** SELECTED EXTRACT **
The Value of Real Pros at Your Club – A Case Study

I’ve been privileged for the past 25 years to be a member at Secession Golf Club in South Carolina. In my own experience as well as those of fellow members and guests the most consistent observation is that everyone is made to feel welcome.

Yes, the golf course is great, it’s a beautiful place and the food is good. But even more, the atmosphere cultivated by staff is what everyone talks about.

During that time it’s been my privilege to observe, benefit and befriend our Director of Golf, Mike Harmon,  a “real pro” who has positively impacted the club in numerous ways.

A “second club” for most members, Secession has navigated the challenges faced by many private clubs better than most. With a generally stable membership over the past 10-15 years, credit is due Mr. Harmon as he has been the club’s glue, its face and the “go-to” guy for all things Secession and golf in general. There are members who’ve maintained their membership simply because of his presence.  Every club needs someone like that.

All who’ve visited our golfing paradise have experienced not only the great golf course but moreso the atmosphere of comfort, collegiality and cameraderie not found at all clubs. The foundation of that often starts upon arrival with a big hug from the old pro usually followed by genuine and sincere inquiries about our kids, families and businesses.

** EXTRACTED RECORDS **
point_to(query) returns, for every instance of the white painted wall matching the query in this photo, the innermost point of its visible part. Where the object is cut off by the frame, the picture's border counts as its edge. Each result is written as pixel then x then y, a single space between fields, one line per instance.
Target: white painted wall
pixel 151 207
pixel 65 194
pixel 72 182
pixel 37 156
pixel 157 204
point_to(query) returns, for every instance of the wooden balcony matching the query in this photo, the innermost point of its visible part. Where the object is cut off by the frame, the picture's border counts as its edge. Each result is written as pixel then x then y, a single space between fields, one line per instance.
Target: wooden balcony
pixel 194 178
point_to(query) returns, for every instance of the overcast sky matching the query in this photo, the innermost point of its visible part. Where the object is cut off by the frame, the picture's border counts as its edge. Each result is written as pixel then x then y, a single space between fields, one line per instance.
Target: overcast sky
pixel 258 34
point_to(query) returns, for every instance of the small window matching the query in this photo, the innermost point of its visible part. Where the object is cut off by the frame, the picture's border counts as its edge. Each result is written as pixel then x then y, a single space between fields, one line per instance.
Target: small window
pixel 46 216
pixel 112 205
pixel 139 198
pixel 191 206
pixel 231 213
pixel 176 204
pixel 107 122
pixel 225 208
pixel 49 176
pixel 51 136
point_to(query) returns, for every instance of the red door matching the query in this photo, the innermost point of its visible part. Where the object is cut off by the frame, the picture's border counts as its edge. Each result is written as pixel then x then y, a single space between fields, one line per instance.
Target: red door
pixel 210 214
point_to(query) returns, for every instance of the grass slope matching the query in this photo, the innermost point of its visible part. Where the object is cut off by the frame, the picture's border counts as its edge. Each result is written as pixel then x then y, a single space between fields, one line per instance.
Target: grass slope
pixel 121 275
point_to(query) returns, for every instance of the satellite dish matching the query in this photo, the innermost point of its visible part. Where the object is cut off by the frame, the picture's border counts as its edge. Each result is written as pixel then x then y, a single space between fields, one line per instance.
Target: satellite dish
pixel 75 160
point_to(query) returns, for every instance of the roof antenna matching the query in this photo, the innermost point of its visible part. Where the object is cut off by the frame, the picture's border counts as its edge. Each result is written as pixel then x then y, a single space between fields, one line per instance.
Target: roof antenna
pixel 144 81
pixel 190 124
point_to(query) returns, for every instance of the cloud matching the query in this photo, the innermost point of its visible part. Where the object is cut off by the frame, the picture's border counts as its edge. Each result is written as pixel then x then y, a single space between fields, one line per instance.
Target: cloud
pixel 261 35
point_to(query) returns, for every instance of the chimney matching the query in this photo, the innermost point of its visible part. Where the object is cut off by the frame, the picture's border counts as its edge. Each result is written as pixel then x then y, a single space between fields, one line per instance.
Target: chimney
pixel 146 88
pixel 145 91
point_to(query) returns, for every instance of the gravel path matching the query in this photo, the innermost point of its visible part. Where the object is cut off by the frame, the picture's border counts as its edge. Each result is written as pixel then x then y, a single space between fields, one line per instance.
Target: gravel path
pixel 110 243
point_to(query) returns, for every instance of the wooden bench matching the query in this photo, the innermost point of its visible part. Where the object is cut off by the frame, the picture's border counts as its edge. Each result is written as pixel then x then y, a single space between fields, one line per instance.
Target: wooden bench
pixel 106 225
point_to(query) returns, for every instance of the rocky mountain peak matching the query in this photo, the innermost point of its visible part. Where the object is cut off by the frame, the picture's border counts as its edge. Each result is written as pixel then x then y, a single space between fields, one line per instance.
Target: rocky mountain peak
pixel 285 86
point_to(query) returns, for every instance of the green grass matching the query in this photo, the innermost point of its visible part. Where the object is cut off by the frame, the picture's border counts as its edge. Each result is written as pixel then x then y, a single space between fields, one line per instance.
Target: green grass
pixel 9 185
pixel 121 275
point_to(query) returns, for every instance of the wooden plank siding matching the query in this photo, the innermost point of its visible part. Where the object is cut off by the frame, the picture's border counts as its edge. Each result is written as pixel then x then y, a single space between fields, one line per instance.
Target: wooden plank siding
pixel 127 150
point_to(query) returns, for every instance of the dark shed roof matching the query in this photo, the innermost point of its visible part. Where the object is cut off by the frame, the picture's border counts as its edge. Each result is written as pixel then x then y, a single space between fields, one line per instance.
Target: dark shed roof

** ACTIVITIES **
[1] Reproduce the golf club case study word for word, from "The Value of" to "everyone talks about.".
[2] Write the next part of the golf club case study, picking up after its last sentence.

** EXERCISE ANSWERS **
[1]
The Value of Real Pros at Your Club – A Case Study

I’ve been privileged for the past 25 years to be a member at Secession Golf Club in South Carolina. In my own experience as well as those of fellow members and guests the most consistent observation is that everyone is made to feel welcome.

Yes, the golf course is great, it’s a beautiful place and the food is good. But even more, the atmosphere cultivated by staff is what everyone talks about.

[2]
The stories about Mike are limitless. They’re all positive. I have yet to meet someone with a bad word about him. There he was some years ago passing out divot repair tools to kids hitting balls off the porch during a rain storm when they expected to be reprimanded.  I watched the golf bug bite my son Max right there and am eternally grateful.

After 10+ years as a guest and on a first name basis he “convinced” my good friend Dr. Claude Nichols to join the club with a beer on the porch and arm around his shoulder by telling him his “guest fee was up to $1,500”.

His tournament dinner speeches (“alright, alright, alright”) are legendary and his cultivation of young people never-ending.

A former tour player, Harmon can still “golf his ball” and has afforded many of us the privilege of playing with him on multiple occasions. His interaction with members and guests alike is invaluable to the long term stability of the club and a key factor in the club’s continued success. His insight on a variety of matters and impact on club policy have been invaluable. He maintains a high level of prominence in the golf universe through a variety of activities.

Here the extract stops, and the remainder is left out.